Activity:
Among the records that follow, count the lines where "bicycle" appears, and state the count by itself.
____________________
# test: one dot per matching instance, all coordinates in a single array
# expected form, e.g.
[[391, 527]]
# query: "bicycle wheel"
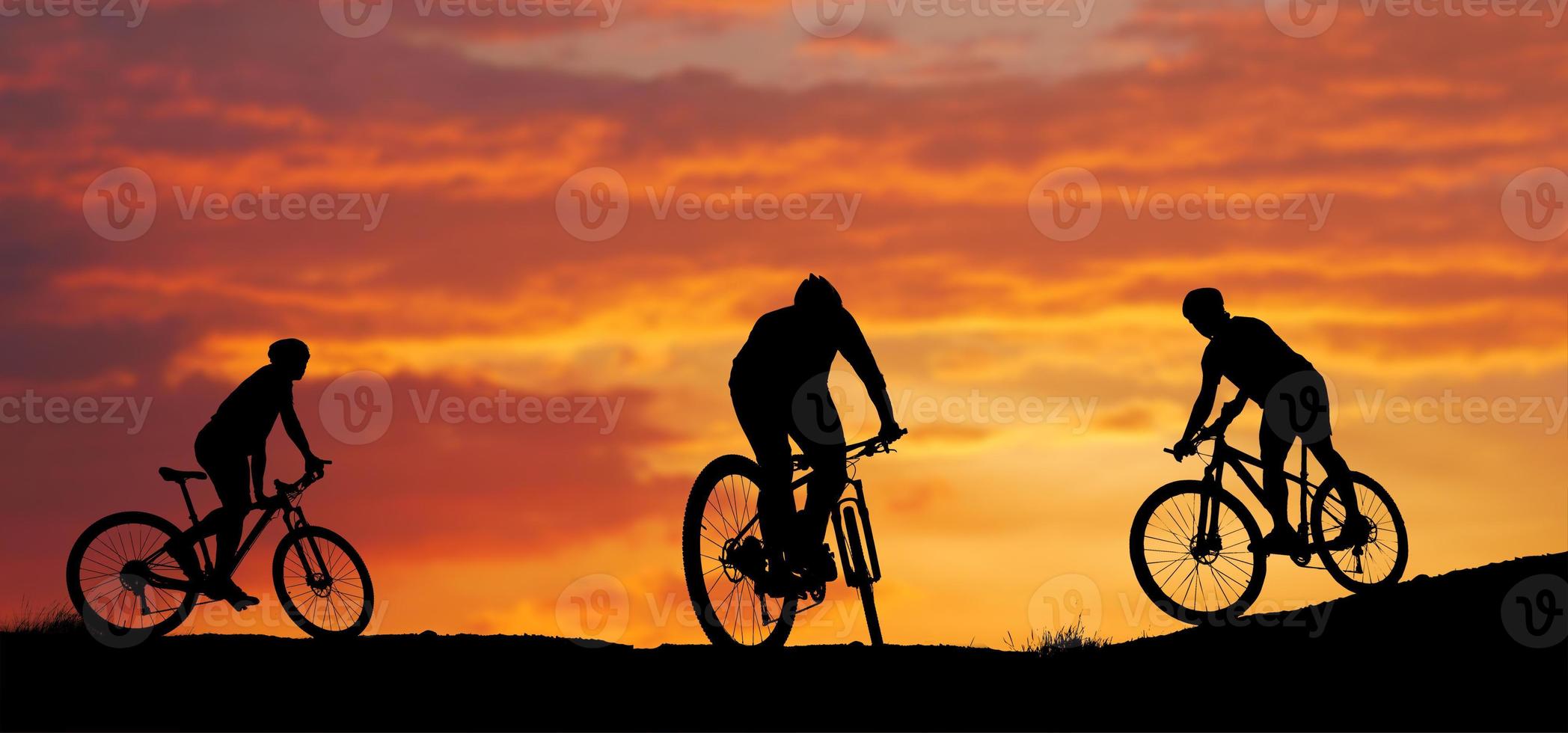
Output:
[[1194, 575], [863, 574], [322, 583], [107, 578], [1368, 552], [719, 519]]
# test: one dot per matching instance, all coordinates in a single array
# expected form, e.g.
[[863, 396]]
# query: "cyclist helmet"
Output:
[[287, 352], [818, 293], [1203, 304]]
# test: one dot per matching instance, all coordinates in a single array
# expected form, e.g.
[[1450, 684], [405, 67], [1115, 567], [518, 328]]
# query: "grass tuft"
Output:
[[1048, 642], [52, 619]]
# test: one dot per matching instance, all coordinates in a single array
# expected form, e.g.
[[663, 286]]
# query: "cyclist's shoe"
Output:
[[1355, 531], [778, 583], [1278, 542], [226, 591], [819, 565], [183, 552], [750, 558]]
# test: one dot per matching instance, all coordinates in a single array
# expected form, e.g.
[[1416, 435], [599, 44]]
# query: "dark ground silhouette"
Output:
[[1430, 654]]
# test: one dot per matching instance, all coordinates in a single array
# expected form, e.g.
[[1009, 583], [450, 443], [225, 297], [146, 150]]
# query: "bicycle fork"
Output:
[[848, 512]]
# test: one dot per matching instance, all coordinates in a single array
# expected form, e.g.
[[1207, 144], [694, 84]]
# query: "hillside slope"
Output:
[[1432, 654]]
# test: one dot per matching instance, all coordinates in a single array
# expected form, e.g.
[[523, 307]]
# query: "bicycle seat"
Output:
[[179, 476]]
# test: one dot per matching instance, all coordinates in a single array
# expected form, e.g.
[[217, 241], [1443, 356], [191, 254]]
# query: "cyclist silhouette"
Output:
[[1284, 384], [780, 390], [233, 450]]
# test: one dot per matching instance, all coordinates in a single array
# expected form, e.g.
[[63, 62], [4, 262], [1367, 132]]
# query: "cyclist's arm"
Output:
[[1204, 405], [855, 350], [1230, 411], [286, 412], [257, 473]]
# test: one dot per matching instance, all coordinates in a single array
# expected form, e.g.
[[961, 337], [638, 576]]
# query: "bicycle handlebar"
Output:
[[868, 447], [298, 486]]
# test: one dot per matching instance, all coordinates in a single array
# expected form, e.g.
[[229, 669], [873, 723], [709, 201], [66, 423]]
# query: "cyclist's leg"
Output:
[[1338, 470], [1272, 450], [231, 479], [765, 426], [825, 452]]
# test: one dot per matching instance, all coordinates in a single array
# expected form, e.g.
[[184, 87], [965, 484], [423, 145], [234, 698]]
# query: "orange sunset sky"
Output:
[[1419, 282]]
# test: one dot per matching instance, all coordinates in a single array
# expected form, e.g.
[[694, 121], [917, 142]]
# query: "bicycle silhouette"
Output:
[[124, 583], [722, 565], [1194, 542]]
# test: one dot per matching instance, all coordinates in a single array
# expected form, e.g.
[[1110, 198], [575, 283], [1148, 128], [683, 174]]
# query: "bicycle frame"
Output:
[[292, 515], [1213, 475]]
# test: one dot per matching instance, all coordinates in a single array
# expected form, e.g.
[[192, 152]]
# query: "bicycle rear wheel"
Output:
[[323, 585], [108, 578], [1189, 572], [860, 572], [1371, 548], [719, 519]]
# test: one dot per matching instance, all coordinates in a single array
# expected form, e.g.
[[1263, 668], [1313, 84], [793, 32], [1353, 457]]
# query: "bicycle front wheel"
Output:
[[719, 521], [126, 588], [322, 583], [1362, 548], [1197, 569]]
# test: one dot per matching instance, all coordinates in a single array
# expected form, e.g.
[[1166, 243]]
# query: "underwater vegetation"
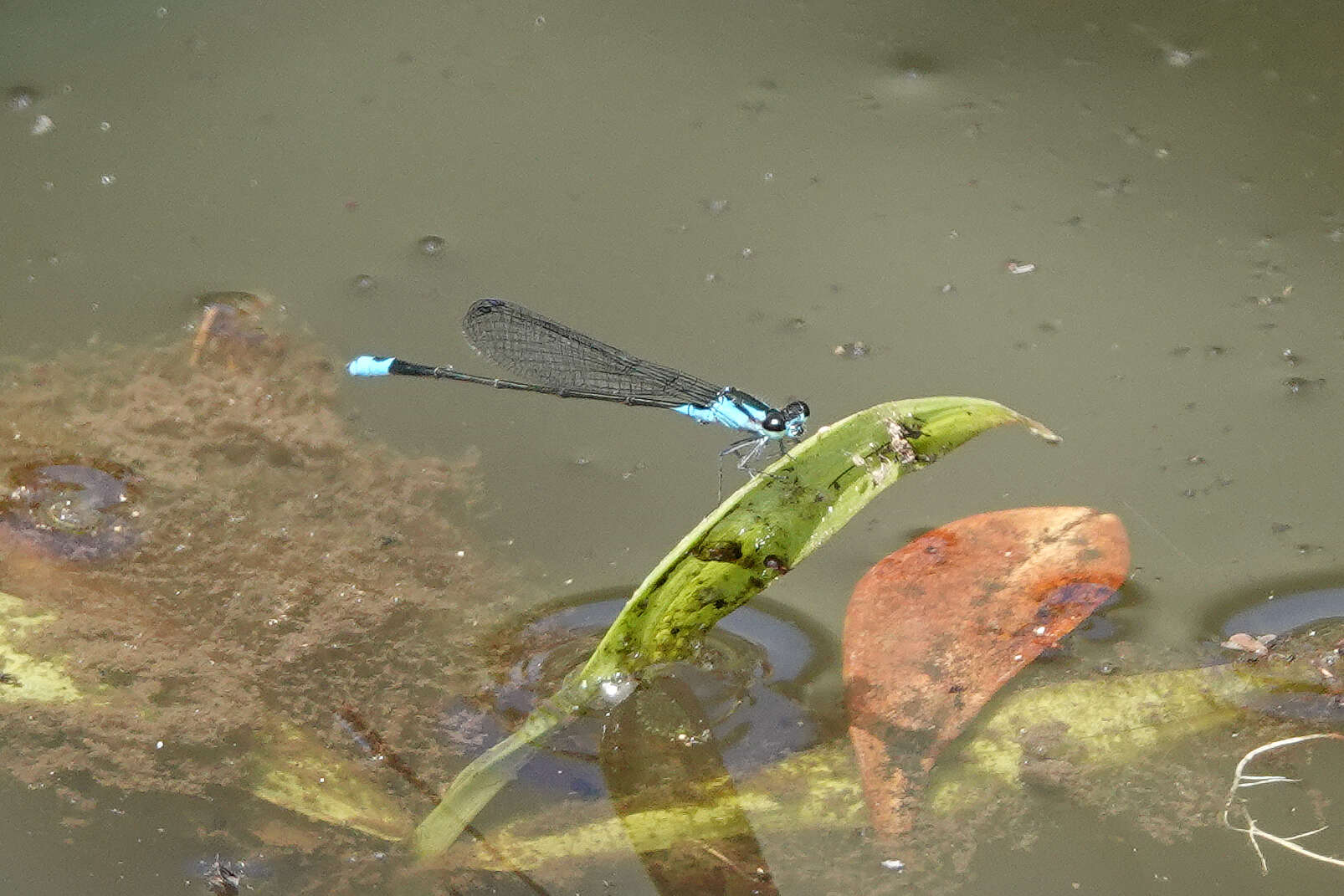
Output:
[[71, 508]]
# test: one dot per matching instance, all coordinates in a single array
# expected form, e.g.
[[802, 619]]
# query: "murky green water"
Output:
[[736, 188]]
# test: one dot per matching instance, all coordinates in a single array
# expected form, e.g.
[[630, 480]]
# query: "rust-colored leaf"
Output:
[[937, 627]]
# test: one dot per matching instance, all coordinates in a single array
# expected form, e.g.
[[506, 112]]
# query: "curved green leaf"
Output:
[[761, 532]]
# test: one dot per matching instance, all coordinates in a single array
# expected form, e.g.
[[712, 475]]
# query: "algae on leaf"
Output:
[[761, 532]]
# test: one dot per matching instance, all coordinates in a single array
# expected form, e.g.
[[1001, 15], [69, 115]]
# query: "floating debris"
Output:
[[432, 245]]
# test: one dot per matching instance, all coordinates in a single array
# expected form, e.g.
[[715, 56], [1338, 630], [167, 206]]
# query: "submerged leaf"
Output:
[[761, 532], [938, 627]]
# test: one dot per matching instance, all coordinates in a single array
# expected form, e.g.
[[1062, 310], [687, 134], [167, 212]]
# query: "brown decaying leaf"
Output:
[[937, 627]]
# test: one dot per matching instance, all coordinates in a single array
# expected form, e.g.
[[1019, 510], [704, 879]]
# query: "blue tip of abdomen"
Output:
[[370, 366]]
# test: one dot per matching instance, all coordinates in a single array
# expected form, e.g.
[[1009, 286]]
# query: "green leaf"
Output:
[[761, 532]]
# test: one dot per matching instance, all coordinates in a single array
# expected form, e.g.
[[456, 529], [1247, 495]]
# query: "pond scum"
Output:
[[266, 563]]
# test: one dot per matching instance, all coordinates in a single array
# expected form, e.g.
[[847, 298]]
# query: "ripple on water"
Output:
[[746, 678]]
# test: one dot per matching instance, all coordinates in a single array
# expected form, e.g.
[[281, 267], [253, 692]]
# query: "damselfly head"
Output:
[[794, 418]]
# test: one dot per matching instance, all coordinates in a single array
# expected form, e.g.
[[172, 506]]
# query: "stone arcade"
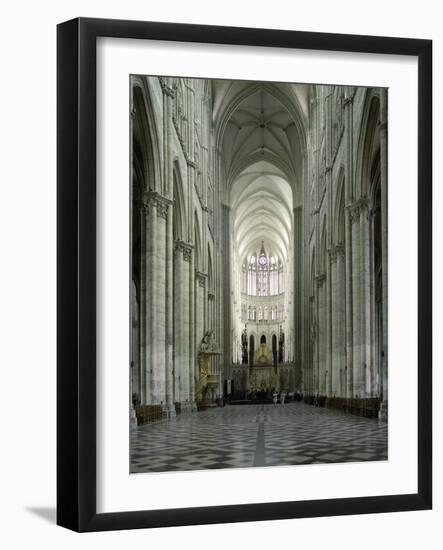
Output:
[[259, 243]]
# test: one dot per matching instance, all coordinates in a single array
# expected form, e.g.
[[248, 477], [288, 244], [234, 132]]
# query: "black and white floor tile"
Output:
[[238, 436]]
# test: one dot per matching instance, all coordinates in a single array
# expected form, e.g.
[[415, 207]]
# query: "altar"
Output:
[[262, 375]]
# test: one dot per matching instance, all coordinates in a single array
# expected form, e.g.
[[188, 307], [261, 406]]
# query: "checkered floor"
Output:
[[238, 436]]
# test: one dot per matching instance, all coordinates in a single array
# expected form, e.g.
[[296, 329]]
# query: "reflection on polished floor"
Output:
[[238, 436]]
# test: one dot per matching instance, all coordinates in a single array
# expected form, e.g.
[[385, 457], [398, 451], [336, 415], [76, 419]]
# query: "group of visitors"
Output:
[[282, 396]]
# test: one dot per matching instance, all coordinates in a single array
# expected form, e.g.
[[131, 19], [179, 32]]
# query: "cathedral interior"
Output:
[[259, 274]]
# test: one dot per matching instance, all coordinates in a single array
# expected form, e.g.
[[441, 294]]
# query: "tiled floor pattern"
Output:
[[239, 436]]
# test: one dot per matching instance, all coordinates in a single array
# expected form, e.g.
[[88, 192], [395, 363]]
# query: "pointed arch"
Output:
[[146, 154], [368, 143], [179, 205]]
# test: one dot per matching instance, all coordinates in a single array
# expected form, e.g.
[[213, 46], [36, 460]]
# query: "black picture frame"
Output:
[[76, 274]]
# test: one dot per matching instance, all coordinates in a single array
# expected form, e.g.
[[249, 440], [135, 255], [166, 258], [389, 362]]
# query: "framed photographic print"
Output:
[[244, 274]]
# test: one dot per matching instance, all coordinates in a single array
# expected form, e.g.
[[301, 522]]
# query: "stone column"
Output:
[[226, 291], [321, 337], [178, 319], [191, 355], [359, 382], [145, 328], [384, 239], [335, 298], [169, 323], [348, 378], [366, 290]]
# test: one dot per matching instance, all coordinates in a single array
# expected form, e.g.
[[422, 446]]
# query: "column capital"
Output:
[[153, 199], [166, 89], [356, 208], [184, 248], [320, 278], [201, 278], [336, 251]]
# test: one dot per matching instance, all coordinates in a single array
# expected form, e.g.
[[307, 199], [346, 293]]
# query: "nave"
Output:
[[241, 436]]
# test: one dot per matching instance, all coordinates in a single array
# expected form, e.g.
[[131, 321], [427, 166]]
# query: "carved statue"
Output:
[[244, 346], [207, 344], [313, 330]]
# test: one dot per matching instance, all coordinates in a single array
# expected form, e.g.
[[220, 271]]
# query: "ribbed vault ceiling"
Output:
[[261, 148]]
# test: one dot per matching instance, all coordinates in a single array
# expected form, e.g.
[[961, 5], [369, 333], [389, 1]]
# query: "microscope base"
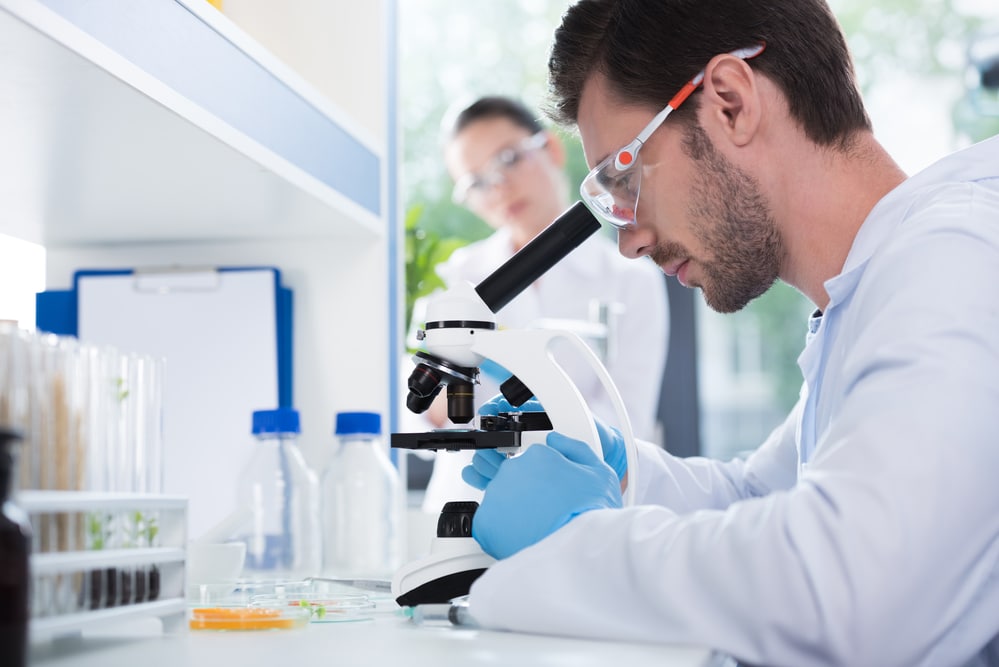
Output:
[[446, 573]]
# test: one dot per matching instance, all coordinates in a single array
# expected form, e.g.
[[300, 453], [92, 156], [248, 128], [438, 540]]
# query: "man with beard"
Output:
[[730, 144]]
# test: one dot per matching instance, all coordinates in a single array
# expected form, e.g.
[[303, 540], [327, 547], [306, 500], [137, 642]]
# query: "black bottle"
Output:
[[15, 545]]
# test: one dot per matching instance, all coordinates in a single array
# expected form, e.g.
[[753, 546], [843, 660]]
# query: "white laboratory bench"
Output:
[[388, 639]]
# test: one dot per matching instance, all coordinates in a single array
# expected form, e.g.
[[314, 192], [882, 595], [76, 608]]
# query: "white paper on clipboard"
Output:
[[217, 331]]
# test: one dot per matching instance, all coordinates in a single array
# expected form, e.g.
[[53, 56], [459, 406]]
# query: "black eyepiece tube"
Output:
[[543, 252]]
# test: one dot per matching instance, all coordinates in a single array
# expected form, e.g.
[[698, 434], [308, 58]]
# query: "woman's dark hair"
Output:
[[493, 106], [647, 50]]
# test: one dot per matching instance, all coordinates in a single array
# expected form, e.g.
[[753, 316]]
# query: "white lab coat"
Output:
[[593, 271], [865, 530]]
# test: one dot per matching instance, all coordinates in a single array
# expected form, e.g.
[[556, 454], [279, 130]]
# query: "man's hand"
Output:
[[534, 494], [486, 462]]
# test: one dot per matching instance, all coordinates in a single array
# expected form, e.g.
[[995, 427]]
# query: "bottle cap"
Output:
[[348, 423], [281, 420]]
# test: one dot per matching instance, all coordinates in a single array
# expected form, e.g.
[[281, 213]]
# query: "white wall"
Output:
[[335, 45]]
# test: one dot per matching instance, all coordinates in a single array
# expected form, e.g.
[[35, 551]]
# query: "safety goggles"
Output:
[[611, 188], [475, 186]]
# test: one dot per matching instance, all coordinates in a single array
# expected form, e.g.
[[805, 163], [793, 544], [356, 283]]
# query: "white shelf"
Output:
[[74, 561], [32, 501], [98, 150], [41, 629]]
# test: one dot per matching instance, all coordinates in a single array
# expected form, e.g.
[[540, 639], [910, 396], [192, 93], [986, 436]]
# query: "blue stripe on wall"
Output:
[[173, 45]]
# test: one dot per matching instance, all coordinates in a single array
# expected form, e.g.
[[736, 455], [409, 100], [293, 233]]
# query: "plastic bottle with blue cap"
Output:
[[361, 502], [281, 492]]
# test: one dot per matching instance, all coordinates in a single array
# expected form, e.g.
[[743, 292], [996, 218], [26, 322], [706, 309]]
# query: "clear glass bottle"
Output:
[[361, 502], [281, 495], [15, 545]]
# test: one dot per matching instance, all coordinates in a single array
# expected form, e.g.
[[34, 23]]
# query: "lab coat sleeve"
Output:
[[693, 483], [638, 358], [884, 553]]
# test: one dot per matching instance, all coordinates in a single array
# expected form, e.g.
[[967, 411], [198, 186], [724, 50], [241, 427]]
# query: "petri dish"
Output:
[[247, 618], [323, 608]]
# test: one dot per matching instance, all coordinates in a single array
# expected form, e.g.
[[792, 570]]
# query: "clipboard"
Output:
[[225, 334]]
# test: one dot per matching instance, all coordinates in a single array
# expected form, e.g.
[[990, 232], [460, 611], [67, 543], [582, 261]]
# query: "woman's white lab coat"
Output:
[[865, 531]]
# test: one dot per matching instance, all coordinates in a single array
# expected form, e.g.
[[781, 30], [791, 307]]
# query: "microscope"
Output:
[[459, 335]]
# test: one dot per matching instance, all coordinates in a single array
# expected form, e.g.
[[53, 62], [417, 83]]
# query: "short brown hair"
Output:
[[647, 50]]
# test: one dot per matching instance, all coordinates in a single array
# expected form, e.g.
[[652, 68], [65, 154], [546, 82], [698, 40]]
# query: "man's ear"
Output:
[[731, 98]]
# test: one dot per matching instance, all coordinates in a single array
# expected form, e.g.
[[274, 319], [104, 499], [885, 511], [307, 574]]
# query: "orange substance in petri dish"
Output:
[[239, 618]]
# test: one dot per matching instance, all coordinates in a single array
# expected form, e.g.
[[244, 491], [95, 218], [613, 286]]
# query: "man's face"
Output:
[[699, 217]]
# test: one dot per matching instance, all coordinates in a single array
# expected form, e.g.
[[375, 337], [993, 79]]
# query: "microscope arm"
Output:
[[528, 355]]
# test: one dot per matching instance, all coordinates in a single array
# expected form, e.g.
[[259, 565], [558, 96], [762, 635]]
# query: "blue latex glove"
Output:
[[538, 492], [611, 443]]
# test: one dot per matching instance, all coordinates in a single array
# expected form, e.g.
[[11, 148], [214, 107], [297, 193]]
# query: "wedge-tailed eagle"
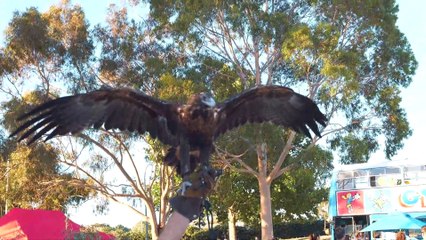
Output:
[[187, 128]]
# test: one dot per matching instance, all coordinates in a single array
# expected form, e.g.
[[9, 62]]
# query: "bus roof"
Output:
[[368, 165]]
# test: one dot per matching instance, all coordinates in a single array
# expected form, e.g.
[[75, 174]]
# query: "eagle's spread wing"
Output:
[[124, 109], [276, 104]]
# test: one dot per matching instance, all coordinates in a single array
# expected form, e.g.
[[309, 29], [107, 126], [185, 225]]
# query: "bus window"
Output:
[[345, 180], [414, 175]]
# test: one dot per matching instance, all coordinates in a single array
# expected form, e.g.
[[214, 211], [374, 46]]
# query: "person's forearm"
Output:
[[175, 227]]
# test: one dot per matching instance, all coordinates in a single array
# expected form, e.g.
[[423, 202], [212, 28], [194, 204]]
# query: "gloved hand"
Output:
[[189, 204]]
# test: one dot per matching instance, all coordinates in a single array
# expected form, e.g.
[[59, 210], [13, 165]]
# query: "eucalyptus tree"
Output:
[[348, 56]]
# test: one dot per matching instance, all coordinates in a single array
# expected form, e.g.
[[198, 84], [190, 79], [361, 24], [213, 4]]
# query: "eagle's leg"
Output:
[[184, 166]]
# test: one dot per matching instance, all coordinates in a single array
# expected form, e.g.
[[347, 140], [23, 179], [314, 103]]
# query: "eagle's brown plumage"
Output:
[[186, 127]]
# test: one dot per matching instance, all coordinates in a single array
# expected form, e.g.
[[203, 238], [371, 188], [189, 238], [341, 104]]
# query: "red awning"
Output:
[[39, 224]]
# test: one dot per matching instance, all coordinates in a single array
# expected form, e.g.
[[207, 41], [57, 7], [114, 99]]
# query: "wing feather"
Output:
[[123, 109], [276, 104]]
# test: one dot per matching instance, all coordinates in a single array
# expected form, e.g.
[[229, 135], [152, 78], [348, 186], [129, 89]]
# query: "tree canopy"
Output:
[[349, 56]]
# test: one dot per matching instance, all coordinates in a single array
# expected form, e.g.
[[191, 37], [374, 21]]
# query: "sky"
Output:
[[411, 19]]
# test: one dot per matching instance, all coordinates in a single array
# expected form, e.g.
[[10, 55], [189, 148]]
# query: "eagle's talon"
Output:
[[185, 185]]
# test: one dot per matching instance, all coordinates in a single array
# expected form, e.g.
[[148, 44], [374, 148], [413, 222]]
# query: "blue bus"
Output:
[[362, 193]]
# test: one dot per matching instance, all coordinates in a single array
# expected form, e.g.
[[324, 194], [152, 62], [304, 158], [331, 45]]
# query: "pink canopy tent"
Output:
[[40, 224]]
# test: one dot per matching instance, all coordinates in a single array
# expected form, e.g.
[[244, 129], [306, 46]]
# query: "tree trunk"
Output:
[[265, 195], [231, 224]]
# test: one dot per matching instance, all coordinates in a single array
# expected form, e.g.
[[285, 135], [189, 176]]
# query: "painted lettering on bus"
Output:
[[411, 198]]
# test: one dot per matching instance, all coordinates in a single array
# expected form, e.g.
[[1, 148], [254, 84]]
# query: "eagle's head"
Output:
[[203, 98]]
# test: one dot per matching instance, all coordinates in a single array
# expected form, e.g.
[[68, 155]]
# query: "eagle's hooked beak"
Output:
[[208, 100]]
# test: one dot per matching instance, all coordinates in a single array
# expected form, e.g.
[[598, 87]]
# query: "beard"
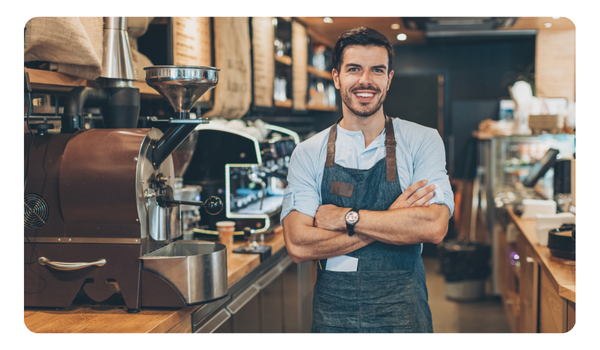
____________________
Task answer:
8